* [The problem] Copy the records. Keep every line exactly as it is.

* [Material for this task]
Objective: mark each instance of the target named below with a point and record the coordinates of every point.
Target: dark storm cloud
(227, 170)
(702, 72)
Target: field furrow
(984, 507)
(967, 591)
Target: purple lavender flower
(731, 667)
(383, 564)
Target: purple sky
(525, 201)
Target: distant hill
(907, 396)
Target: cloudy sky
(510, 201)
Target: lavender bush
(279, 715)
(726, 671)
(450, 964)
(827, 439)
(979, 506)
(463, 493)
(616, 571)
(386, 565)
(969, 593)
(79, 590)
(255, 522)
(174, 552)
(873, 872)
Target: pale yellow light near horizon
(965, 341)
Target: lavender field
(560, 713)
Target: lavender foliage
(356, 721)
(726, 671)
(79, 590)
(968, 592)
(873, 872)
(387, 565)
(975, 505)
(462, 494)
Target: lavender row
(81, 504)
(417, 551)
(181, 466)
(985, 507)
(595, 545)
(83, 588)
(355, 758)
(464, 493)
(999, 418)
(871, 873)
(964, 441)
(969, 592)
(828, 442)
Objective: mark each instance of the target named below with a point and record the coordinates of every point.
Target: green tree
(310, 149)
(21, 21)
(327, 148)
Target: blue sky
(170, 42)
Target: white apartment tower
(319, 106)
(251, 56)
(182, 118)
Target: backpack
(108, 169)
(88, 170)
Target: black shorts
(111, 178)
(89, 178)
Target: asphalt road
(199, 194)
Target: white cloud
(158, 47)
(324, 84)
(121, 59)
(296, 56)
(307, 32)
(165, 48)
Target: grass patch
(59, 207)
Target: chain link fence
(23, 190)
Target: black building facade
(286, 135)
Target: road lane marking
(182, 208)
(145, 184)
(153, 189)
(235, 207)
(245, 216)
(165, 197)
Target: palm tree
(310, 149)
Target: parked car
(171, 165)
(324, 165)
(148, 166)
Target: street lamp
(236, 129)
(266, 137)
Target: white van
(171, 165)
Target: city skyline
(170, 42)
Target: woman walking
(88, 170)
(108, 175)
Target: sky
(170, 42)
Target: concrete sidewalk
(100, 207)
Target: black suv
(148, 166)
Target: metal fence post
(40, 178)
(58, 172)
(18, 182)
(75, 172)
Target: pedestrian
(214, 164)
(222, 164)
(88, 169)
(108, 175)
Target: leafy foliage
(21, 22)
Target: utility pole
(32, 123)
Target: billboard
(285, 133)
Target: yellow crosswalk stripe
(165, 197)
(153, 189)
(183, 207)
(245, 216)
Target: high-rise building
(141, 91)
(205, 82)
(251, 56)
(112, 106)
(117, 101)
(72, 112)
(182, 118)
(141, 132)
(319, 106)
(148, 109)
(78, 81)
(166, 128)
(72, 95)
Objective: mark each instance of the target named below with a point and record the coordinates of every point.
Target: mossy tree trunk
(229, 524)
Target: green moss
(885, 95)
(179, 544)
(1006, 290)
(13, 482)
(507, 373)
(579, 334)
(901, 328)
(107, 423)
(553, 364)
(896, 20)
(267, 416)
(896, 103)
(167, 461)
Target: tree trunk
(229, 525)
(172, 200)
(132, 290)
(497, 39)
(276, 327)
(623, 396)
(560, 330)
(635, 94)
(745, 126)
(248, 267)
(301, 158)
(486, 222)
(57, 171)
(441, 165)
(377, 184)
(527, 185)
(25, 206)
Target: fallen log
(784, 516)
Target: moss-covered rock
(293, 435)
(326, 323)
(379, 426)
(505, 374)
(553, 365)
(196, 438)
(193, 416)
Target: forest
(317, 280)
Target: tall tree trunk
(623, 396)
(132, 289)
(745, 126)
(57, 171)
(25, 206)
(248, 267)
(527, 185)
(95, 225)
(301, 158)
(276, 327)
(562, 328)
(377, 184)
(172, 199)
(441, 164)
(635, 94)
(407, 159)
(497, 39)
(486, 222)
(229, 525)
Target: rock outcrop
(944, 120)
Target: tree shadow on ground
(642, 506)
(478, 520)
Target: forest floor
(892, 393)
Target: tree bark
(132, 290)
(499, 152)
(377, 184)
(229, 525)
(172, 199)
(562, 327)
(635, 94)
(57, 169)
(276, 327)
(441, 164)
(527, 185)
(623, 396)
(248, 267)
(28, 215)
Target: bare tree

* [Output for this task]
Objective: mark each instance of the target named below with a point and record the coordinates of every point.
Target: dark storm cloud
(227, 170)
(702, 72)
Target: field furrow
(984, 507)
(967, 591)
Target: purple lavender flower
(731, 667)
(383, 564)
Target: purple sky
(525, 201)
Target: distant hill
(907, 396)
Target: cloudy sky
(510, 201)
Target: lavender bush
(279, 715)
(726, 671)
(450, 964)
(827, 439)
(979, 506)
(463, 493)
(616, 571)
(386, 565)
(969, 593)
(79, 590)
(255, 522)
(174, 552)
(873, 872)
Target: pale yellow light near horizon
(965, 341)
Target: lavender field
(560, 713)
Target: lavender foliage
(356, 721)
(726, 671)
(79, 590)
(968, 592)
(873, 872)
(387, 565)
(975, 505)
(462, 494)
Target: lavender row
(81, 504)
(417, 551)
(181, 466)
(985, 507)
(595, 545)
(83, 588)
(355, 758)
(464, 493)
(999, 418)
(871, 873)
(964, 441)
(969, 592)
(828, 442)
Objective: mark each instance of the target named below with a point and record the coordinates of every point.
Target: green tree
(310, 149)
(21, 21)
(327, 148)
Target: blue sky
(170, 42)
Target: white apartment tower
(319, 106)
(251, 56)
(182, 118)
Target: backpack
(108, 169)
(88, 170)
Target: black shorts
(111, 178)
(89, 178)
Target: asphalt road
(199, 194)
Target: white cloud
(158, 47)
(324, 84)
(121, 59)
(296, 56)
(307, 32)
(165, 48)
Target: grass patch
(59, 207)
Target: chain link fence
(23, 190)
Target: black building facade
(286, 135)
Target: road lane marking
(182, 208)
(145, 184)
(153, 189)
(235, 207)
(245, 216)
(165, 197)
Target: palm tree
(310, 149)
Target: parked car
(171, 165)
(324, 165)
(148, 166)
Target: street lamp
(236, 129)
(266, 137)
Target: white van
(171, 165)
Target: city skyline
(170, 42)
Target: woman walking
(88, 170)
(108, 175)
Target: sky
(170, 42)
Target: concrete sidewalk
(100, 207)
Target: black suv
(148, 166)
Target: metal fence post
(40, 178)
(58, 172)
(18, 182)
(75, 172)
Target: pedestrian
(214, 164)
(222, 164)
(88, 169)
(108, 175)
Target: leafy foliage
(21, 22)
Target: utility pole
(32, 123)
Target: billboard
(285, 133)
Target: yellow crosswalk stripe
(165, 197)
(153, 189)
(183, 207)
(245, 216)
Target: high-rise building
(141, 91)
(205, 82)
(251, 56)
(112, 106)
(117, 101)
(72, 112)
(182, 118)
(141, 132)
(319, 106)
(148, 109)
(78, 81)
(166, 128)
(72, 95)
Objective: mark each instance of the target named below with a point and record the coordinates of every point.
Target: mossy tree trunk
(229, 524)
Target: green moss
(885, 95)
(179, 544)
(1006, 290)
(13, 482)
(507, 373)
(579, 334)
(901, 328)
(107, 423)
(553, 364)
(896, 20)
(267, 416)
(896, 103)
(167, 461)
Target: tree trunk
(229, 525)
(172, 200)
(132, 290)
(497, 39)
(276, 327)
(623, 396)
(560, 330)
(635, 94)
(745, 126)
(248, 267)
(301, 158)
(486, 222)
(57, 171)
(441, 165)
(377, 184)
(527, 185)
(25, 206)
Target: fallen log
(784, 516)
Target: moss-covered rock
(293, 435)
(326, 323)
(379, 426)
(505, 374)
(553, 365)
(196, 438)
(193, 416)
Target: forest
(317, 280)
Target: tall tree trunk
(623, 396)
(132, 289)
(745, 126)
(57, 171)
(25, 206)
(248, 267)
(527, 185)
(95, 225)
(301, 158)
(276, 327)
(562, 328)
(377, 184)
(172, 199)
(441, 164)
(635, 94)
(407, 159)
(497, 39)
(486, 222)
(229, 525)
Target: rock outcrop
(944, 120)
Target: tree shadow on ground
(642, 506)
(478, 520)
Target: forest floor
(892, 393)
Target: tree bark
(132, 290)
(499, 152)
(377, 184)
(229, 525)
(172, 199)
(562, 327)
(635, 94)
(57, 169)
(276, 327)
(441, 164)
(527, 185)
(623, 396)
(248, 267)
(28, 215)
Target: bare tree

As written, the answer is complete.